* _Dataset records_:

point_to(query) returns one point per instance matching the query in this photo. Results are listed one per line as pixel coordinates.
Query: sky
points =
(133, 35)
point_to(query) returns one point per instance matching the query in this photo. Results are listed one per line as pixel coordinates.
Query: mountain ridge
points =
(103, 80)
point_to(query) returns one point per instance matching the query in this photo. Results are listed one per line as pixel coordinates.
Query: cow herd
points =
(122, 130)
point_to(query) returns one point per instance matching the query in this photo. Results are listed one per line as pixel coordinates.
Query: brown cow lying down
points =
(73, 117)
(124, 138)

* _Task instructions_: Repeat all of the data exactly. Include every line.

* _Written reply_:
point_to(query) returns one point per instance matching the query in this photo. Results are listed one per line as pixel coordinates.
Query: sky
points =
(133, 35)
point_to(query) returns one point per instance matching the query in this photo. Results are listed one per line as pixel coordinates.
Query: mountain ridge
points =
(103, 80)
point_to(query) returns one point per instance matching the query in this photo. Results are listed one per line as pixel coordinates.
Query: cow herd
points =
(122, 130)
point_to(query) returns one point per instance matching the query in this photo. Results are listed one per line as pixel coordinates.
Query: brown cow lying down
points =
(73, 117)
(124, 138)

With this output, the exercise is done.